Collection entries:
###

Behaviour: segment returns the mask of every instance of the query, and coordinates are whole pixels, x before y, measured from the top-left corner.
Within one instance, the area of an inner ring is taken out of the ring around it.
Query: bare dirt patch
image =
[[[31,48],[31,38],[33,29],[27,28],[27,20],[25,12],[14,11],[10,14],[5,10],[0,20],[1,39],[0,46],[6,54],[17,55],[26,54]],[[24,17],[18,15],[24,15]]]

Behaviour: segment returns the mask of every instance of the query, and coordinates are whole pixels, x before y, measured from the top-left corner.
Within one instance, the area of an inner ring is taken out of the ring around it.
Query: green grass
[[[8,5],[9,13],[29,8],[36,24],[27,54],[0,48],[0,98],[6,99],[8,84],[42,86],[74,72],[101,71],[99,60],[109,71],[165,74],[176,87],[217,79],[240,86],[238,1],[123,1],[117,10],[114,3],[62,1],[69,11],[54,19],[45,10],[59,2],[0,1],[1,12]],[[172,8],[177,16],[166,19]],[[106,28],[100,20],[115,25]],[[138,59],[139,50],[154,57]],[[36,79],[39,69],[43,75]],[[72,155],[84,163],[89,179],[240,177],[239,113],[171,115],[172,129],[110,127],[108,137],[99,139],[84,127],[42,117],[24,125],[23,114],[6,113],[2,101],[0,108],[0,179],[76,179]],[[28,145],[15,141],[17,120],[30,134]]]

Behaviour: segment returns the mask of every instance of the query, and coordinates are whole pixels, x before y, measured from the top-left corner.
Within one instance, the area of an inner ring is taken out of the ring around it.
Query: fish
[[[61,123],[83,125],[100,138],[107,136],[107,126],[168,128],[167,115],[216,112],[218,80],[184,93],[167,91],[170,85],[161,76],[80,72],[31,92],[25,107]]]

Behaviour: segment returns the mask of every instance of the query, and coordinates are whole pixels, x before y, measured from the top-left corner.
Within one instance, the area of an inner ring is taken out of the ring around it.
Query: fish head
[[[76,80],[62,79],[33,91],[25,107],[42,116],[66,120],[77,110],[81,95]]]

###

PROBLEM STATEMENT. Reproduce every line of the data above verbatim, with nothing changed or left out.

SOLUTION FOR THIS EXERCISE.
Behaviour: segment returns the mask of every instance of the query, and coordinates are whole pixels, x before y, measured from the top-left corner.
Within one instance, the area of an inner ring is taken out of the ring around it.
Query: bare dirt patch
image =
[[[31,48],[31,38],[33,29],[27,28],[27,20],[25,12],[14,11],[10,14],[5,10],[0,20],[1,39],[0,46],[6,54],[17,55],[26,54]],[[24,17],[18,15],[24,15]]]

Behaviour: segment returns the mask of every instance of the query, and coordinates are whole pixels, x before y, measured from the top-left corner.
Within one instance, the area of an inner ring is taken out of the ring around it.
Query: green grass
[[[8,5],[9,13],[29,8],[36,24],[27,54],[0,48],[0,98],[6,99],[8,84],[42,86],[74,72],[101,71],[99,60],[109,71],[165,74],[176,87],[217,79],[240,86],[238,1],[123,1],[117,10],[114,3],[62,1],[69,11],[54,19],[45,10],[59,2],[0,1],[1,12]],[[172,8],[177,16],[166,19]],[[106,28],[100,20],[115,25]],[[138,59],[139,50],[154,57]],[[36,79],[39,69],[43,75]],[[72,155],[84,163],[89,179],[240,177],[239,113],[171,115],[172,129],[110,127],[108,137],[99,139],[84,127],[42,117],[24,125],[23,114],[6,113],[2,101],[0,108],[0,179],[76,179]],[[28,145],[15,141],[17,120],[30,134]]]

Behaviour: segment returns the mask of every instance of the query, and coordinates are whole pixels, x before y, measured from the top-left corner.
Within one instance, the area of an inner ring is taken out of the ring around it.
Query: fish
[[[61,123],[83,125],[100,138],[107,136],[107,126],[168,128],[167,115],[216,112],[218,80],[184,93],[167,91],[170,85],[161,76],[80,72],[31,92],[25,107]]]

Behaviour: segment returns the mask of every instance of the query, and coordinates are whole pixels, x before y, measured from the top-left corner.
Within one instance, the area of an inner ring is taken out of the ring around it.
Query: fish head
[[[76,80],[62,79],[33,91],[25,107],[42,116],[66,120],[77,110],[81,95]]]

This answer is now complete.